## Start RECORDS

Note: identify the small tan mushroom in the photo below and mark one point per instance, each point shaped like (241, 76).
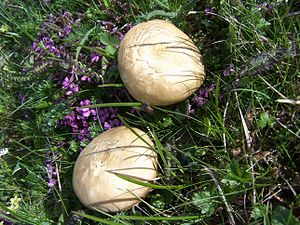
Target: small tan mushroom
(116, 151)
(159, 64)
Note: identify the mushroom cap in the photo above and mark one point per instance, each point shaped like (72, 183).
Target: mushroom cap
(115, 151)
(159, 64)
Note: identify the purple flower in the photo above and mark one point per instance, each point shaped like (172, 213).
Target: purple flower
(229, 70)
(51, 182)
(4, 220)
(95, 57)
(264, 6)
(67, 82)
(69, 85)
(209, 11)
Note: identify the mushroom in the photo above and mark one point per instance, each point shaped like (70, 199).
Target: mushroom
(159, 64)
(118, 151)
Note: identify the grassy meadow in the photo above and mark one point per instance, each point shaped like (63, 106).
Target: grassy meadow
(229, 154)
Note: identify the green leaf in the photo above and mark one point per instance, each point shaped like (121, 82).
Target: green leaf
(266, 120)
(97, 219)
(114, 104)
(283, 216)
(110, 49)
(203, 200)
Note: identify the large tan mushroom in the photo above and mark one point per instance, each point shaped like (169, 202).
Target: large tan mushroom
(116, 151)
(159, 64)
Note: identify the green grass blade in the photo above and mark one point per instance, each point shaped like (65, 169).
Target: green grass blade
(97, 219)
(114, 104)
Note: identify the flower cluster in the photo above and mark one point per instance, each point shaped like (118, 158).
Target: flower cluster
(44, 42)
(4, 221)
(52, 173)
(80, 118)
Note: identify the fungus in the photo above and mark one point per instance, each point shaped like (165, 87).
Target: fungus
(118, 151)
(159, 64)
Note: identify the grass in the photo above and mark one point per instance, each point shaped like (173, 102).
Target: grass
(234, 160)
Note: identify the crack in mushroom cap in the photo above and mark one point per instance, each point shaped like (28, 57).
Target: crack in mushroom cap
(159, 64)
(116, 151)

## End RECORDS

Leave out the pictures and give the rest of the records again exactly.

[SOLVED EXERCISE]
Note: identify the small tan mushroom in the photo below and mark one point per instance, each point shaped like (241, 76).
Target: small tan mushroom
(116, 151)
(159, 64)
Note: identify the mushroom cap in the photo above and mark one point per instance, each point shaped like (72, 183).
Target: mushroom cap
(115, 151)
(159, 64)
Note: identify the purple flower in the photo above and mark one point per instance, each point shaped like (172, 213).
Target: purple flower
(229, 70)
(51, 182)
(4, 220)
(95, 57)
(264, 6)
(67, 82)
(69, 85)
(209, 11)
Note: identify the mushroom in the photo above and mark one point per instance, each point shaped like (70, 199).
Target: mushroom
(159, 64)
(118, 151)
Note: identify the grassy meadow in the photo above and mark one point per instance, each point shaped like (63, 106).
Target: grassy meadow
(229, 154)
Note: identify the green leaf in the photo above and mark one point per instance, each point shaped like (121, 82).
Target: green leaf
(266, 120)
(97, 219)
(114, 104)
(283, 216)
(110, 49)
(203, 200)
Note: identify the large tan mushroom in the photo above and mark one point per instance, each point shaped like (169, 202).
Target: large tan mushroom
(116, 151)
(159, 64)
Note: identify the green grass blade in the photo above and mark one point per instance, each point shaped like (65, 169).
Target: green grass blade
(97, 219)
(114, 104)
Note: identify the flower cluster in the photo above and mark one point per instance, each point shaped like (118, 158).
Target: flower cluster
(44, 42)
(4, 221)
(52, 173)
(80, 118)
Note: identify the fungus in the photo above and mark one point per instance, each point shaped like (165, 87).
Target: fungus
(118, 151)
(159, 64)
Note: identify the grass in the photo above and mark one point per instance, each point shaped like (173, 102).
Target: grass
(234, 160)
Note: identify the crack in mushroom cap in the photo above and mark one point per instance, each point shaped like (28, 57).
Target: crack in mushroom cap
(159, 64)
(116, 151)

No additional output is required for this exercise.